BEGIN
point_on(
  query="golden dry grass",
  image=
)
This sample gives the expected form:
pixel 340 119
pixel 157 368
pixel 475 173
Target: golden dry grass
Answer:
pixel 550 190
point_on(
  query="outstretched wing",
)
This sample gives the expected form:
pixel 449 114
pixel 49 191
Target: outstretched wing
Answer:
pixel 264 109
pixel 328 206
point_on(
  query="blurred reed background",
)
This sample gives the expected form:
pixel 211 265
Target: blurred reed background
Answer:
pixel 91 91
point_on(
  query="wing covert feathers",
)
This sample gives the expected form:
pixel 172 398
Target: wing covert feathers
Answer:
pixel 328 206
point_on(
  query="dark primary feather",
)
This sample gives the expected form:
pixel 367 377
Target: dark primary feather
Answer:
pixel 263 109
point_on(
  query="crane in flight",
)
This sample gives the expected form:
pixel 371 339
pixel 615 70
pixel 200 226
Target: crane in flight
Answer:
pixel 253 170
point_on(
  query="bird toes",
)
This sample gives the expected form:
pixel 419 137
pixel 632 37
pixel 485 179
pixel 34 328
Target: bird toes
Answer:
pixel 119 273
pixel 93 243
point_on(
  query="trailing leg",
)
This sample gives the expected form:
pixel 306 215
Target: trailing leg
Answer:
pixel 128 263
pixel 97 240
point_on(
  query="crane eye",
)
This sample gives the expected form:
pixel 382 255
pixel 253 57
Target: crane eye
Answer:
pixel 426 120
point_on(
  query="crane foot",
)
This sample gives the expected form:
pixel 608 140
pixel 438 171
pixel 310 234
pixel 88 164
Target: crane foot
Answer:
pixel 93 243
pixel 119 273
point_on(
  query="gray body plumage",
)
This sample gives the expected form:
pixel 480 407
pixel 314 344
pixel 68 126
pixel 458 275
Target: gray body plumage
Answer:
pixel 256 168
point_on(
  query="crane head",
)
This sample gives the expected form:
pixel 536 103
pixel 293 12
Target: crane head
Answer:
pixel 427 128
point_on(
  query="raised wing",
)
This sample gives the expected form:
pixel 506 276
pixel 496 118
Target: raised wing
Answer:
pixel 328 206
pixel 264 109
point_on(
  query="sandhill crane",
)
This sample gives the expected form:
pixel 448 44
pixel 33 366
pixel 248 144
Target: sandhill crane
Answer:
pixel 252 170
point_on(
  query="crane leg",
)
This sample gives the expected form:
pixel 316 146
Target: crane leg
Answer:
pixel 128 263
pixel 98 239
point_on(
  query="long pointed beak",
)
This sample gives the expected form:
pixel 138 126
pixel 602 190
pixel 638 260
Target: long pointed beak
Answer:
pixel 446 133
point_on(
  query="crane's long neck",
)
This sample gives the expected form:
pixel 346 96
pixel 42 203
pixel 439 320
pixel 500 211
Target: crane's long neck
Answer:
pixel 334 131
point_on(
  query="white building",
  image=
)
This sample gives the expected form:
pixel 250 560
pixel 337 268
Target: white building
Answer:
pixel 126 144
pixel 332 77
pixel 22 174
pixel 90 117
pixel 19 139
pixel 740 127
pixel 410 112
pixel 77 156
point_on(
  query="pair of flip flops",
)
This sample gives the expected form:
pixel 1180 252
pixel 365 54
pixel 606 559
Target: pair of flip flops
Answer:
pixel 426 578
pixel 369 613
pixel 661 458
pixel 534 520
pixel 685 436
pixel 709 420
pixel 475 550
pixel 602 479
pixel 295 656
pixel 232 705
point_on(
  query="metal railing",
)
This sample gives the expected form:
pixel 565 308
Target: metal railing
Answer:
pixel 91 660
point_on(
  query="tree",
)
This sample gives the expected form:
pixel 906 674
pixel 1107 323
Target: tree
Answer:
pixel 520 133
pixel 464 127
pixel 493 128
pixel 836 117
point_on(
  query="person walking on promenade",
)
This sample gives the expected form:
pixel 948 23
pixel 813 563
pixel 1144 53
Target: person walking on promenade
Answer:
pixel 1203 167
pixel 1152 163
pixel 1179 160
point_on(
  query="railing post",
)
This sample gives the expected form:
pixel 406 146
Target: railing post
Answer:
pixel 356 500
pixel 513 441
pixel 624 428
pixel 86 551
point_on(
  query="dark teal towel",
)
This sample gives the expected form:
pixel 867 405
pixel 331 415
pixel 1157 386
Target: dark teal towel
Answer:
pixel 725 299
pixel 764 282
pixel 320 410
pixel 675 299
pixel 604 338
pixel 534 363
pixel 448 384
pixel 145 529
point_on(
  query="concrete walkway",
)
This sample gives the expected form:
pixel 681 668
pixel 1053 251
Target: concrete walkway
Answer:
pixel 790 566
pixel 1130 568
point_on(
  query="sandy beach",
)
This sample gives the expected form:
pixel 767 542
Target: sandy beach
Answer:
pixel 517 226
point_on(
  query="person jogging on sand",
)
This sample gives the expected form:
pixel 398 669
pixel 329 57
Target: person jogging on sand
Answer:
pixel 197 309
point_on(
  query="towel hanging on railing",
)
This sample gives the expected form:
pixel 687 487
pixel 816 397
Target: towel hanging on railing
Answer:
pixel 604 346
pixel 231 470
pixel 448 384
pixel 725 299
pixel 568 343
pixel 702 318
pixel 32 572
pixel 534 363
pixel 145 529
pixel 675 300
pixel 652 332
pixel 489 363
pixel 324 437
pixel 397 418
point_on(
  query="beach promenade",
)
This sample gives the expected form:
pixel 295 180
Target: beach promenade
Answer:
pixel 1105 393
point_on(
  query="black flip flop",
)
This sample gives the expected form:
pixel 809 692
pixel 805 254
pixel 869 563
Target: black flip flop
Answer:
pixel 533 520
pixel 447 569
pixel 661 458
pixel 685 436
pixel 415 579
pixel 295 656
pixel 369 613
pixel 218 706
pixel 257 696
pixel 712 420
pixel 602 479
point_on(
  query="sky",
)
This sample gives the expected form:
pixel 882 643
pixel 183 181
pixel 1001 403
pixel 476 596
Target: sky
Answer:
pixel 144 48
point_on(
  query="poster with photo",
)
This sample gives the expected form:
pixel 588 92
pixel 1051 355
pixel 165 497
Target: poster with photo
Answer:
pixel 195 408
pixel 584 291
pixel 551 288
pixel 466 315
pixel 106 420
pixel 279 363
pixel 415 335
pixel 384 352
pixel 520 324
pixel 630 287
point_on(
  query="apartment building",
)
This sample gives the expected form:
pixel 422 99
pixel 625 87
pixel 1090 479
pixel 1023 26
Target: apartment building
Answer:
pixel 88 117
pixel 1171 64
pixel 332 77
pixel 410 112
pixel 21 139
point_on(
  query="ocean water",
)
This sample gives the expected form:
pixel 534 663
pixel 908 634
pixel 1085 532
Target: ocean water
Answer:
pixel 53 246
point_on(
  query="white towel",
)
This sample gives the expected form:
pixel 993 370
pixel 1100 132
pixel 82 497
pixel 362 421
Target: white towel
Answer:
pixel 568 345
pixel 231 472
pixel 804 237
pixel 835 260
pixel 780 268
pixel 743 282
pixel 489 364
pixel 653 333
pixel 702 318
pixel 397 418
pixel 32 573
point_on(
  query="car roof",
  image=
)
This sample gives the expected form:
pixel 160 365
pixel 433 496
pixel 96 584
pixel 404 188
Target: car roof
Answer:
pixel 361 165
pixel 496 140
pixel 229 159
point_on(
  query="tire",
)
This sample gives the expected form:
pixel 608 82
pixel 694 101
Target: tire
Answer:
END
# TO DO
From the listing above, copy every line that includes the word "walkway".

# OUTPUT FOR THIS TASK
  query="concrete walkway",
Target: concrete walkway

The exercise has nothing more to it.